As you see abs function is taking instructions srai, xor and sub. But all I want is that when the compiler sees the abs function in C code it should show abs instead of all the three instructions. So how do I implement the functionality for the compiler to recognize it. Any suggestion will be of great help.

LevyHsu commented 3 years ago

The md file you wrote should work now, but like mentioned by Jim and Nelson, "If you want a custom instruction you have to do a lot of work. There is no easy solution here."

Because C code and assembly code are not that 1 on 1 match (or say, equal), therefore we need a compiler to do a series of "translation".

First, you need to know where a certain function is implemented, for your case, abs() is defined in /glibc(or newlib)/stdlib/abs.c: ` int abs (int i) { return i < 0 ? -i : i; } Then how does this c code translated to AST, GIMPLE, the match the MD template to produce RTL code? maybe dump some info: https://gcc.gnu.org/onlinedocs/gcc/Developer-Options.html If still, you find the dump info is not detailed enough, modify gcc to produce the info you need.

Narrowing down this a bit, how do other patterns in the .md file get matched (have a look at optabs.def), then trace it backward.

in your case I believe the most feasible way is to call the inline assembly: https://gcc.gnu.org/onlinedocs/gcc/Using-Assembly-Language-with-C.html#Using-Assembly-Language-with-C Then modify other necessary parts.

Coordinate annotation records
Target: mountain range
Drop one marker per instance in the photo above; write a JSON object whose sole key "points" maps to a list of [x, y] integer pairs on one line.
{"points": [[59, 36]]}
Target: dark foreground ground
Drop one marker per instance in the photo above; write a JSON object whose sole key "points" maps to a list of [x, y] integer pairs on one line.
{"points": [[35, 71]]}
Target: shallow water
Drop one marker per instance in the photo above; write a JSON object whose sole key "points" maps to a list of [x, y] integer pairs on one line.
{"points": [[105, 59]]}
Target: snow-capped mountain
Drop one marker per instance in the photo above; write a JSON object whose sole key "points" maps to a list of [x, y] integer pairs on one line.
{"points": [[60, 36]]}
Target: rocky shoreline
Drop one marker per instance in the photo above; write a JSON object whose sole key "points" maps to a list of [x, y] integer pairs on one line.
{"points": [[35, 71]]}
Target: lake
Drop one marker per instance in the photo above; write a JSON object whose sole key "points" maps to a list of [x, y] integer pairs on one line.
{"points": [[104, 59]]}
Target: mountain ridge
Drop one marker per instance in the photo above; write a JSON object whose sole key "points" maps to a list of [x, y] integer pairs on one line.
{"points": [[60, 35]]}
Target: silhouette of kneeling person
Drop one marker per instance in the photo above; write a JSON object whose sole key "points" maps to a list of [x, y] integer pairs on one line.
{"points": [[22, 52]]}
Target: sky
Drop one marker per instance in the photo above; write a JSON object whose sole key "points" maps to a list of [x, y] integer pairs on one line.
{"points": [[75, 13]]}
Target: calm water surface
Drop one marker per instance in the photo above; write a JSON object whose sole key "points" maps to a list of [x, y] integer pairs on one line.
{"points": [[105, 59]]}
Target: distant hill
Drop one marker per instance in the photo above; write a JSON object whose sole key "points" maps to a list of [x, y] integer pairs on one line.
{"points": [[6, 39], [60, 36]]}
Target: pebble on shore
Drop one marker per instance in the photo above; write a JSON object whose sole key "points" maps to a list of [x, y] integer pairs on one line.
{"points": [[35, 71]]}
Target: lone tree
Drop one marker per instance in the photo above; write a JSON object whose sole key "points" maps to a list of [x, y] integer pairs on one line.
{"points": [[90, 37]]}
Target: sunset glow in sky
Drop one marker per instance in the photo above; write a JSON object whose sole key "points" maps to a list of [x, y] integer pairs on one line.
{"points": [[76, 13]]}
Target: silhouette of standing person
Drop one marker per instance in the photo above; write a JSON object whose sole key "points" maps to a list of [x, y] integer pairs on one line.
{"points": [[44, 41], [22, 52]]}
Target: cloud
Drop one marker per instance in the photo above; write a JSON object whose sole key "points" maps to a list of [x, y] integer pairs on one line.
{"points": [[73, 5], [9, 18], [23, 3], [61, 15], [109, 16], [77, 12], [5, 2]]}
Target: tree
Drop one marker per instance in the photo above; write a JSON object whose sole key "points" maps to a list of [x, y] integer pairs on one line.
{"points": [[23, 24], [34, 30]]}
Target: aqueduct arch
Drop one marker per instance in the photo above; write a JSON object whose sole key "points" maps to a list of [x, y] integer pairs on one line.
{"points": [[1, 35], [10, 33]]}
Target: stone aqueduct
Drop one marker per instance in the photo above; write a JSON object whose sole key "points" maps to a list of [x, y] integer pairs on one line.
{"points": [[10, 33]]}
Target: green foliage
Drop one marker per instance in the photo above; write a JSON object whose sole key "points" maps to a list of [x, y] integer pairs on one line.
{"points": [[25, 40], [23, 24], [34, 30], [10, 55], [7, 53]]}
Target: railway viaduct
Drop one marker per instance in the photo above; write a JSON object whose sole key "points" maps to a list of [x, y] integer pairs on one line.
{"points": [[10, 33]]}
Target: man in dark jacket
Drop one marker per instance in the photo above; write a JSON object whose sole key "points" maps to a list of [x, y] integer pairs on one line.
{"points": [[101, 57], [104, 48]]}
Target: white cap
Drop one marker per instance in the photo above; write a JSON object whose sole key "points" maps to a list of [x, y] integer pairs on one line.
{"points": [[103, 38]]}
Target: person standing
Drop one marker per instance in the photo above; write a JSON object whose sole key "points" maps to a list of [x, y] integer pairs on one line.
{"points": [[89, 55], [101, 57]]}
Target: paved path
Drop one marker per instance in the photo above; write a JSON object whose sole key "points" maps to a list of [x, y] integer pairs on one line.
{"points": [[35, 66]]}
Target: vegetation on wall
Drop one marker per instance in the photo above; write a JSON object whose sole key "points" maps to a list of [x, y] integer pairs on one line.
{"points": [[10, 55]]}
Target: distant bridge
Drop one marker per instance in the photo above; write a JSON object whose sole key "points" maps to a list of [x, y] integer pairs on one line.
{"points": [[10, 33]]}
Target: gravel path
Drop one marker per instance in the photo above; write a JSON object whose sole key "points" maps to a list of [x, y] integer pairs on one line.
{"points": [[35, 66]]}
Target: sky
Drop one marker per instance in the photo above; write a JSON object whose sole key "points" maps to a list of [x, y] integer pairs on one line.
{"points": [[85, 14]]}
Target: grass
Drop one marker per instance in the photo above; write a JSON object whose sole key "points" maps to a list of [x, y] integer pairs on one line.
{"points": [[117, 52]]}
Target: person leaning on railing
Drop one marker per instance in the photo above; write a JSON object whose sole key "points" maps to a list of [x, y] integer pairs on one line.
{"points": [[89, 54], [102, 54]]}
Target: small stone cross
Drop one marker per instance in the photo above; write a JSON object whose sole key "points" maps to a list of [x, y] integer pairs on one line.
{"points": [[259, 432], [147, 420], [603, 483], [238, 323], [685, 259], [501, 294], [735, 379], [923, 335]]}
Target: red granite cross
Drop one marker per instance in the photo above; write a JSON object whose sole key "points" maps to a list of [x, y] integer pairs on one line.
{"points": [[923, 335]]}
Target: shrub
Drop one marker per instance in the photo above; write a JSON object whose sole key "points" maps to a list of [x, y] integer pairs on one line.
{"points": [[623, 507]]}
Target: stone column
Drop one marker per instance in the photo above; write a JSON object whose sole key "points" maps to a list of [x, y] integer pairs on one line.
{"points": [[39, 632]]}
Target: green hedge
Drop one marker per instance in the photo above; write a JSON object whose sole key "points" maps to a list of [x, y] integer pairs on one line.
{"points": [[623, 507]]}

What is asked:
- 1) In the forum excerpt on implementing abs as a custom compiler instruction, which file is given as the place where abs() is defined?
- 2) Name every assembly instruction that the forum excerpt on the abs instruction says the abs function currently uses.
- 3) Continue the forum thread on making the compiler emit abs as a single instruction from its final sentence.

Results of the exercise:
- 1) /glibc(or newlib)/stdlib/abs.c

- 2) srai, xor, sub

- 3)
And my other suggestion includes using make -jnproc`` to accelerate the compiling process if you really want the hard way. It should take about 5~15 mins to build a new tool chain if you have 10+ cores with enough RAM and a nvme SSD.

Jim says a lot of work and no easy, he means it. :)

AnushaGoel14 commented 3 years ago

Hi, I tried Adding the custom instruction to spike ISA simulator, and have done below given steps:

In the riscv-isa-sim/riscv/encoding.h add the following lines:

define MATCH_MOD 0x200006b

define MASK_MOD 0xfe00707f

... DECLARE_INSN(mod, MATCH_MOD, MASK_MOD)

Create a file riscv-isa-sim/riscv/insns/mod.h and add these lines: WRITE_RD(sext_xlen(RS1 % RS2));

Add this file to riscv-isa-sim/riscv/riscv.mk.in riscv_insn_list = \ ... mod \ ...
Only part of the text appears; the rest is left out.